═══ EXTRAIT DU DOCUMENT ═══
25 octobre 2021 - Lundi, 30ème semaine du Temps ordinaire

25 octobre 2021

Rm 8, 12-17

Ps 67

Lc 13, 10-17

La vie chrétienne implique une décision, un choix : entre la chair et l’Esprit, entre la mort et la vie. Celui qui choisit l’Esprit et se laisse guider par Lui devient vraiment fils de Dieu, frère du Christ, et non plus un esclave de la Loi. Et, s’il est fils, il est aussi cohéritier du Christ, à condition d’en partager les souffrances. Indéniablement, une vie dans l’Esprit est très exigeante, pas facile, mais c’est la vraie vie, qu’il vaut la peine de vivre : l’Esprit nous atteste continuellement que nous sommes enfants de Dieu que, par l’Esprit, nous pouvons appeler “ papa ”, que nous sommes en chemin vers la gloire, que chacune de nos souffrances, unie à celle du Christ, nous conduira au bonheur éternel :

Frères, nous avons une dette, mais elle n’est pas envers la chair pour devoir vivre selon la chair. Car si vous vivez selon la chair, vous allez mourir ; mais si, par l’Esprit, vous tuez les agissements de l’homme pécheur, vous vivrez.
═══ DONNÉES FOURNIES ═══
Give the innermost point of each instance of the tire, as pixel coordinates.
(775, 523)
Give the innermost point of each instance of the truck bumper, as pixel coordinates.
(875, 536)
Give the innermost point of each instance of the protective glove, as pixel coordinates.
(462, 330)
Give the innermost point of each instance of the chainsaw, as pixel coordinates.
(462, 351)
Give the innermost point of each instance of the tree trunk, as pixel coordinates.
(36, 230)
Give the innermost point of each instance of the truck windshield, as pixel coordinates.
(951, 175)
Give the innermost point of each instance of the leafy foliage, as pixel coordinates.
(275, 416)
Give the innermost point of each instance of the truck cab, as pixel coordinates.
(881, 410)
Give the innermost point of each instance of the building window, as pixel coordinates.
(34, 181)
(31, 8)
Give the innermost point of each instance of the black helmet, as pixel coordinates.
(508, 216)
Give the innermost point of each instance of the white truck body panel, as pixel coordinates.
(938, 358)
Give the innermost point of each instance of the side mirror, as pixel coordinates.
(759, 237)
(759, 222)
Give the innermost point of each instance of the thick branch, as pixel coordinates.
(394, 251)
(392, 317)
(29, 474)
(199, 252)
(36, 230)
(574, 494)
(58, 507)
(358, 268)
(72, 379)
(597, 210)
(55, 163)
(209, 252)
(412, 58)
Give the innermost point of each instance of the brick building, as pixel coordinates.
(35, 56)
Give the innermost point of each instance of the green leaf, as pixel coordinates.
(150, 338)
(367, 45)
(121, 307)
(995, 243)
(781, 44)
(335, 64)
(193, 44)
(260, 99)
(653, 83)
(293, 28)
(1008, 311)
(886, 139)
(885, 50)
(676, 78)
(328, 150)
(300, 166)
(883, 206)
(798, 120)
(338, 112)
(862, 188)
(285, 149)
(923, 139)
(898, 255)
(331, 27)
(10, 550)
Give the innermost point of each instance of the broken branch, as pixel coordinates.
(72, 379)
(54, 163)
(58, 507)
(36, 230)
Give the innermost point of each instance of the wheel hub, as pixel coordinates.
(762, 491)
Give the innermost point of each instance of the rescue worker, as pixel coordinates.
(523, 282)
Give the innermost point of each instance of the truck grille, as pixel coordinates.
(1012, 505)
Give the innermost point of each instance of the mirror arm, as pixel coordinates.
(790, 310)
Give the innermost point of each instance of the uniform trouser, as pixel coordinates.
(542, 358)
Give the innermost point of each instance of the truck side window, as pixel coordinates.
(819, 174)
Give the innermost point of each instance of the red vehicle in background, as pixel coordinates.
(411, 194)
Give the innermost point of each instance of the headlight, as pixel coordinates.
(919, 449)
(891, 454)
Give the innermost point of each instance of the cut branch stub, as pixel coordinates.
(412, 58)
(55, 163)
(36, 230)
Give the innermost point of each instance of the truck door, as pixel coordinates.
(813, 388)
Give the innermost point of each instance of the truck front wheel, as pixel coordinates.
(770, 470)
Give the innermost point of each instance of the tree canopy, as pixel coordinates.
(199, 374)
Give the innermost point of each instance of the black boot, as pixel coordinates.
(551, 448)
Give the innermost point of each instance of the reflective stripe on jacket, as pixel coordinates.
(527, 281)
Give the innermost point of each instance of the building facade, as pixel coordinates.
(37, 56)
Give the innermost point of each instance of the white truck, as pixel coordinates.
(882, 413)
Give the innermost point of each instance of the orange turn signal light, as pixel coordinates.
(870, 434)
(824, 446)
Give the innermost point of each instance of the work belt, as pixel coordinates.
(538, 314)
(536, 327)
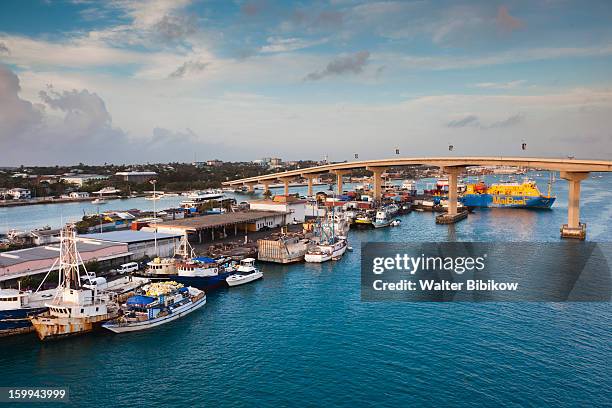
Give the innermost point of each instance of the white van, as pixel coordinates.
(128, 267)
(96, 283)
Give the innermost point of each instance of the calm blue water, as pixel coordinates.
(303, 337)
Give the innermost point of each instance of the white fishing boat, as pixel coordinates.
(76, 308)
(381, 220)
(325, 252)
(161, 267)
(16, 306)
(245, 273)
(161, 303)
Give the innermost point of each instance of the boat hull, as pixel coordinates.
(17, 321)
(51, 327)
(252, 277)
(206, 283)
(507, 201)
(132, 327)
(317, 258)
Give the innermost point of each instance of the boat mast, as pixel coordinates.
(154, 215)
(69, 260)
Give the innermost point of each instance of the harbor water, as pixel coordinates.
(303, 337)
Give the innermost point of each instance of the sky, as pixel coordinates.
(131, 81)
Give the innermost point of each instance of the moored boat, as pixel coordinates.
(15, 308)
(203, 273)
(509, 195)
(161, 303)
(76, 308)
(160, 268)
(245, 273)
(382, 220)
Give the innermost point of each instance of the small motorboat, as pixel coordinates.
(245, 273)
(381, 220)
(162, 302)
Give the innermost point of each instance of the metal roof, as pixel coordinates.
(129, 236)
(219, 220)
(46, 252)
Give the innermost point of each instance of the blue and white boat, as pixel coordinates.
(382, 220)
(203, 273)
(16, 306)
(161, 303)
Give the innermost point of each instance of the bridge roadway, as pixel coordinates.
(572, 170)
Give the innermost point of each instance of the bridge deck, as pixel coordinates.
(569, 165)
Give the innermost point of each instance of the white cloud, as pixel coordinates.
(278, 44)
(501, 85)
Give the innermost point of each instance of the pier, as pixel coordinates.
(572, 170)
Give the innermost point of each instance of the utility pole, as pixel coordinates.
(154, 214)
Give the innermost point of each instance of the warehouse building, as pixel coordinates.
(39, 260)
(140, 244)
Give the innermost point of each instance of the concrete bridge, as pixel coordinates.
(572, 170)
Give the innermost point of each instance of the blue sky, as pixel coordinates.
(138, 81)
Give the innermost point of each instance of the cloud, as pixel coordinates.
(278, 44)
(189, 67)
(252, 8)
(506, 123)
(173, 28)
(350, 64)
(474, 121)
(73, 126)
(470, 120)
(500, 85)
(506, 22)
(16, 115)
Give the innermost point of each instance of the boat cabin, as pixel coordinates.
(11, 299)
═══
═══ DONNÉES FOURNIES ═══
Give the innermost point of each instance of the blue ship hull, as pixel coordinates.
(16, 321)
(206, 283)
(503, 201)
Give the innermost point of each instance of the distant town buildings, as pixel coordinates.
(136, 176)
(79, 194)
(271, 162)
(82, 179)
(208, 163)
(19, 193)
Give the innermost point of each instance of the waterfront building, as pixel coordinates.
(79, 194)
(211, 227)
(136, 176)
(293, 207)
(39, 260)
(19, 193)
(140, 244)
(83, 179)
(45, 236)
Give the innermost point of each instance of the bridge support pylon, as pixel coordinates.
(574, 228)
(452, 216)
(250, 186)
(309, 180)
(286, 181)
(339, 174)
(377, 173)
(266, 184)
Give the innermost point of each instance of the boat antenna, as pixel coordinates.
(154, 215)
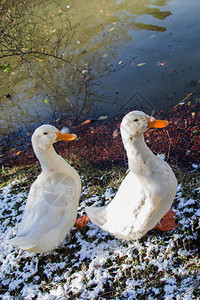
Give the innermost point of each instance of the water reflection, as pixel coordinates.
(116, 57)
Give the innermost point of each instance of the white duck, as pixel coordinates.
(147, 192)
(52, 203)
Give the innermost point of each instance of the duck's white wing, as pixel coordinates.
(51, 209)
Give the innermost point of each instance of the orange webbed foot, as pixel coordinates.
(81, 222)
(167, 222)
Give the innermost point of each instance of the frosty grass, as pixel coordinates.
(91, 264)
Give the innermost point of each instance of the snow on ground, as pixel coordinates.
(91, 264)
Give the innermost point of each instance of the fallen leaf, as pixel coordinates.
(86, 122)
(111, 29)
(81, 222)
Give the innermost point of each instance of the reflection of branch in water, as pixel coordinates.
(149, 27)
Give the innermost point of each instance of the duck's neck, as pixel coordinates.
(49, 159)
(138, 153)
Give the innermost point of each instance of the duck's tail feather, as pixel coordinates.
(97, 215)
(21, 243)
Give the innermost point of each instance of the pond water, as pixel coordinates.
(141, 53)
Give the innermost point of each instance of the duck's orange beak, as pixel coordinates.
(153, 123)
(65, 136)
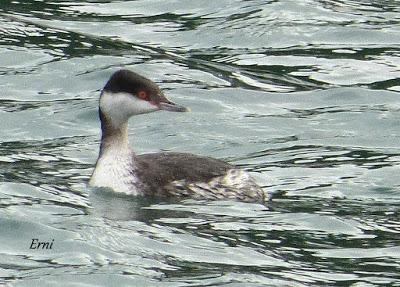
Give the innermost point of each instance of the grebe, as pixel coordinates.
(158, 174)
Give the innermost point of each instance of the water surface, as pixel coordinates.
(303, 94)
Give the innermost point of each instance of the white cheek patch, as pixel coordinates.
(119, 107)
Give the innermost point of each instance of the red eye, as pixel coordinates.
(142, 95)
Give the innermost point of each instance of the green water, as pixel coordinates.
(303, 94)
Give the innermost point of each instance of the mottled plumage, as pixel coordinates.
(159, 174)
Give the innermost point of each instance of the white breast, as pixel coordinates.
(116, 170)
═══
### PROBLÈME POSÉ
Résumez en deux phrases l'extrait du document consacré au 25 octobre 2021.

### RÉPONSE
La vie chrétienne implique un choix entre la chair et l'Esprit, et celui qui se laisse guider par l'Esprit devient vraiment fils de Dieu et cohéritier du Christ, à condition d'en partager les souffrances. Cette vie dans l'Esprit est très exigeante, mais c'est la vraie vie, car l'Esprit atteste que nous sommes enfants de Dieu et que chacune de nos souffrances, unie à celle du Christ, nous conduira au bonheur éternel.